-- START --

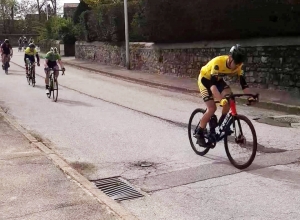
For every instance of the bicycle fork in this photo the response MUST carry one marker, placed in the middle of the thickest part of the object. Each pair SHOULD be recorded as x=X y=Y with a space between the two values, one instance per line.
x=218 y=133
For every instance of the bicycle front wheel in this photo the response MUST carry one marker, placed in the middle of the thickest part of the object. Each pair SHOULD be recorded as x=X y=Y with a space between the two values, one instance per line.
x=241 y=146
x=55 y=90
x=193 y=125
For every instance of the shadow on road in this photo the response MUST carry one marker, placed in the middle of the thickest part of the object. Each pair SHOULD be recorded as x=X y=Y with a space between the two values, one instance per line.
x=73 y=103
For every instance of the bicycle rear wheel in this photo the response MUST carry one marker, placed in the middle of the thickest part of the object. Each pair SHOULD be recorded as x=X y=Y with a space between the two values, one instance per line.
x=50 y=88
x=241 y=150
x=193 y=125
x=55 y=90
x=33 y=79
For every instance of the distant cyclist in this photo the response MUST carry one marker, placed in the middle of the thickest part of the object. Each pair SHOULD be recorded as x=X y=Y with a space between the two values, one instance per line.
x=30 y=53
x=6 y=52
x=51 y=60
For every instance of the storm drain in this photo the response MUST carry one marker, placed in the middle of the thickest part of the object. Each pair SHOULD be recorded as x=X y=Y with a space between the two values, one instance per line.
x=117 y=189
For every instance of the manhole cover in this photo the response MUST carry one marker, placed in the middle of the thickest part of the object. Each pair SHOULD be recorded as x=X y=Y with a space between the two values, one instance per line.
x=117 y=189
x=281 y=121
x=146 y=164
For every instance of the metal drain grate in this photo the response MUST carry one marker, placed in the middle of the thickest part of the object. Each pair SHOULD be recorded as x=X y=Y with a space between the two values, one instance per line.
x=117 y=189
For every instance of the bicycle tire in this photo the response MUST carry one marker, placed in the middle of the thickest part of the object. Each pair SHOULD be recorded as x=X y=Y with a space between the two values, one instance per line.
x=6 y=68
x=190 y=132
x=50 y=87
x=55 y=90
x=254 y=149
x=33 y=79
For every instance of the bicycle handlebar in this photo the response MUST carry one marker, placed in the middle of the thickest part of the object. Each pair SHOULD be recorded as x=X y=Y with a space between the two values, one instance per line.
x=232 y=96
x=49 y=69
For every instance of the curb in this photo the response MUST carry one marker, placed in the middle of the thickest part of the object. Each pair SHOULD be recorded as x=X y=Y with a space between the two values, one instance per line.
x=292 y=109
x=112 y=206
x=143 y=82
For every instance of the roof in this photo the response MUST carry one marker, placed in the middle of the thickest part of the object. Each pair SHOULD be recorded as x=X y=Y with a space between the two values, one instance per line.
x=71 y=5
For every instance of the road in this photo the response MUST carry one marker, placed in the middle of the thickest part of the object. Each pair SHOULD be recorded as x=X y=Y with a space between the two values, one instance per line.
x=106 y=127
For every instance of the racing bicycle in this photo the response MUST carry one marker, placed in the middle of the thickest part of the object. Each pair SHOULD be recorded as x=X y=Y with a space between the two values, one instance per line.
x=230 y=130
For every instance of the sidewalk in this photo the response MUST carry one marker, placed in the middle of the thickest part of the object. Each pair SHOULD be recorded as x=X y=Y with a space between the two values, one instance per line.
x=32 y=187
x=269 y=99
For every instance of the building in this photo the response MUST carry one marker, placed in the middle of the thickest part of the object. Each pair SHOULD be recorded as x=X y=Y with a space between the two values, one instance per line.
x=69 y=9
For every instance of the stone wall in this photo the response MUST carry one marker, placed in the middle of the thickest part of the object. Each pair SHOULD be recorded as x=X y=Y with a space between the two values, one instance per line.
x=272 y=63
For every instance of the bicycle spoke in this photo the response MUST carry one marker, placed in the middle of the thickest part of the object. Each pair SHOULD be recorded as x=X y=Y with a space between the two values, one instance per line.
x=241 y=148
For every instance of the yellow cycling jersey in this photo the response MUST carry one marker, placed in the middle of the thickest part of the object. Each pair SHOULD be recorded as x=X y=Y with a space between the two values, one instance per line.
x=29 y=52
x=217 y=67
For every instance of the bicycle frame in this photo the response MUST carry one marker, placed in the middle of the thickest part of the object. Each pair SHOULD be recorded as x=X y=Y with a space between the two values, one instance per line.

-- END --

- [The request] Express the lines above as a JSON array of strings, one string per line, with blank lines skipped and the pictures omitted.

- [Task result]
[
  "For every instance of the bicycle fork in this photo the response MUST carry one marker, placed in the middle of the thickest part of the object. Each pair SHOULD be recorded as x=X y=Y with a space between the two values, one instance per line.",
  "x=218 y=133",
  "For every instance of the bicycle front wheel in this photo the response MUST carry one marker, placed in the middle of the thickest part of the object. Each pair SHOULD be recorded as x=X y=Y with a space between the two values, one instance per line.",
  "x=241 y=146",
  "x=55 y=90",
  "x=193 y=125",
  "For every instance of the shadow on road in this photo the response MUST carry one marker, placed in the middle of the thickest part of the object. Each pair SHOULD be recorded as x=X y=Y with a space between the two values, one instance per line.",
  "x=73 y=103",
  "For every instance of the bicycle rear wheel in this photo the response MUST carry one marker, placed in the middle of the thickest part of the object. Each pair SHOULD be recorded as x=X y=Y with a space between the two values, one instance per line.",
  "x=50 y=88",
  "x=241 y=150",
  "x=193 y=125",
  "x=55 y=90",
  "x=33 y=79",
  "For every instance of the distant cyclist in this photo the response MUST carry one marker, placed in the middle of the thickest part of the object. Each pair SHOULD be recorded as x=X y=Y with a space between the two values, one instance per line.",
  "x=30 y=53",
  "x=6 y=52",
  "x=51 y=60",
  "For every instance of the storm drain in this photo the response MUST carry one marker, placed in the middle of the thickest part of the object. Each pair SHOULD be recorded as x=X y=Y with a space between the two values, one instance per line.",
  "x=117 y=189",
  "For every instance of the manhole cover in this photo the response MUST carry one marker, placed in the middle of the thickest part of the object. Each pair SHOULD be recorded as x=X y=Y with a space between the two values, one instance per line.",
  "x=117 y=189",
  "x=281 y=121",
  "x=146 y=164",
  "For every instance of the metal drain grate in this photo the response MUST carry one marker, placed in the middle of the thickest part of the object. Each pair SHOULD be recorded as x=X y=Y with a space between the two values, one instance per line.",
  "x=117 y=189",
  "For every instance of the bicycle tire in this photo the response MUST carry one marker, placed in the middle of the thickest part of the object. Each pair SHOULD be recorded as x=X y=Y with a space between the two values, one instance per line.",
  "x=6 y=68",
  "x=190 y=132",
  "x=50 y=87",
  "x=55 y=90",
  "x=254 y=149",
  "x=33 y=79",
  "For every instance of the bicycle handlebar in this photo the response MUST carry one marker, placed in the middle of the thickest part of the object. Each pair SHOULD be recorded as x=X y=Y with a space between the two values, one instance per line.",
  "x=232 y=96",
  "x=49 y=69",
  "For every instance of the curb in this photo the response MUST carry one marker, placed in the middle of the thickest part of the object. Each pair SHOULD be recorded as x=X y=Y with a space between the two values, one instance per line.",
  "x=292 y=109",
  "x=112 y=206",
  "x=143 y=82",
  "For every instance of the roof in this photo the response MUST carry one marker, placed in the middle of the thickest part of the object. Each pair SHOULD be recorded as x=X y=Y with a space between the two values, one instance per line.",
  "x=71 y=5",
  "For every instance of the road in this photo the response MUST carry one marker, placed in the middle of the thickest part of the object. Each pair SHOULD be recorded as x=X y=Y with a space between the two values, one instance per line.",
  "x=106 y=127",
  "For every instance of the racing bicycle in this photo the response MUST carry one marker, placed in the middle of the thickest part of the object. Each pair SHOULD be recorded as x=X y=Y with a space between the two values, one instance per line.",
  "x=230 y=130",
  "For every instance of the sidewalk in this photo the response MUST carry one marker, placed in the middle of the thickest part of the object. Each pair SHOULD be recorded as x=X y=Y with a space between the two values, one instance per line.",
  "x=32 y=187",
  "x=269 y=99",
  "For every instance of the building in this photo the response MUST carry one marker, placed in the middle of the thickest part of the object. Each pair SHOULD be recorded as x=X y=Y with a space between the two values, one instance per line.",
  "x=69 y=9",
  "For every instance of the stone wall in this photo the response MUST carry one marker, placed in the middle of the thickest part of the object. Each pair SHOULD be recorded as x=X y=Y with a space between the two values, one instance per line.",
  "x=272 y=63",
  "For every instance of the bicycle spoke in this photo the response MUST carry one marker, placed in the middle of the thickest part of the object. Each pair SHOULD be recorded as x=X y=Y with a space between the two values, one instance per line.",
  "x=241 y=148",
  "For every instance of the yellow cycling jersey in this photo the response MUST carry one marker, placed in the middle of the thickest part of the object. Each pair SHOULD be recorded as x=X y=Y with a space between the two values, one instance per line.",
  "x=29 y=52",
  "x=217 y=67",
  "For every instance of the bicycle frame in this photo the response MUST carry one marker, placed in the middle of the thickest part of the object. Each pair SHOULD be recorded as x=X y=Y with a space between the two values, one instance per line."
]